'''

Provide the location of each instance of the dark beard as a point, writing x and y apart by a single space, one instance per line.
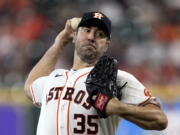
87 55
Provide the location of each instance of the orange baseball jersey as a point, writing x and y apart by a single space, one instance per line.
65 109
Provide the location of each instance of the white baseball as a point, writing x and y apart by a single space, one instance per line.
74 23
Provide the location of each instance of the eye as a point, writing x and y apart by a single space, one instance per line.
100 34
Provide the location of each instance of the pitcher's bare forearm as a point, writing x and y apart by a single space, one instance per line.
148 117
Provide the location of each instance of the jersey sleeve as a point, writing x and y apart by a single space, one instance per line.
37 89
134 92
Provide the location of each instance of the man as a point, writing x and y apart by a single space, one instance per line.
62 94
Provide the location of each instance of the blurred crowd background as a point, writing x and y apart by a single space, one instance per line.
145 40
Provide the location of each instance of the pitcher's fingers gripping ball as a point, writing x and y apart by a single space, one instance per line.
74 23
101 84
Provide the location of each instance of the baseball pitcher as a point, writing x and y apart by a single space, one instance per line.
93 96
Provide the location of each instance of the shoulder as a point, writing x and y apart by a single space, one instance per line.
58 72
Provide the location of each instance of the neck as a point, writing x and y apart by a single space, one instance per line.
78 63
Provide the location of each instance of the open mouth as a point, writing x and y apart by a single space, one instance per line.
90 46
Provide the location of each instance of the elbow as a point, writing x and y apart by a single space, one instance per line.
162 123
159 123
27 91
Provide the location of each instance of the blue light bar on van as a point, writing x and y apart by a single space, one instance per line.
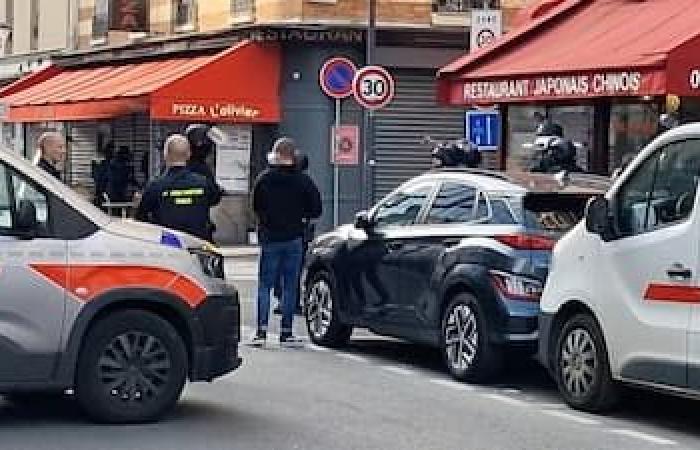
170 240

'''

Could you restate the entries word for word, skipping any pictures?

Provide the location of each instance of the dark beard as a point, writing x and y apart by a single space, one instance per line.
87 55
Provide the location of each instance of the orange baseball jersey as a point, writing x and y apart by a single space, one instance per line.
65 109
Provide the location of each instance of the white baseball as a point, writing x and y apart by a single space, one instance per line.
74 23
Provide the location of each instance of the eye as a point, writing x and y apart by a single space, one instance per line.
100 34
Provide the location of each instance of the pitcher's bare forearm as a point, writing x and y apart by a single space, one instance per line.
148 117
Provide the location of each instance of the jersey sleeve as a point, writing x and y apart by a single space, one instance per line.
37 89
134 92
Provide the location of each instance of the man as a point, writing x and y apart by a single space, one instance per line.
62 94
Provide the location of each instance of the blurred crowd background as a point, writing x and y apart by a single space, one instance per line.
145 40
Provide the location of each instance of the pitcher's fingers gripping ball as a point, writing x and y apart by a single space, one instance per line.
74 23
101 84
Provide the location of each instance of the baseball pitcher as a point, writing x and y apart by a single space, one instance per line.
93 96
Provide the location of each instance of the shoulder as a point, writing x and y apart by a single space, one instance per line.
58 72
Provide the location of each instance of the neck as a point, writing x and y apart by a single space, one instance per line.
78 63
Provide the location of each instance of the open mouth as a point, writing x and y apart by a single space, one instance per line.
90 46
Provide the location of each instance of the elbow as a point, writing x and y apart by a single space, one instance per line.
162 123
159 123
27 91
Provide the location of each instance of the blue light bar on van as a point, writing x and y apart by a single space, one instance per line.
170 240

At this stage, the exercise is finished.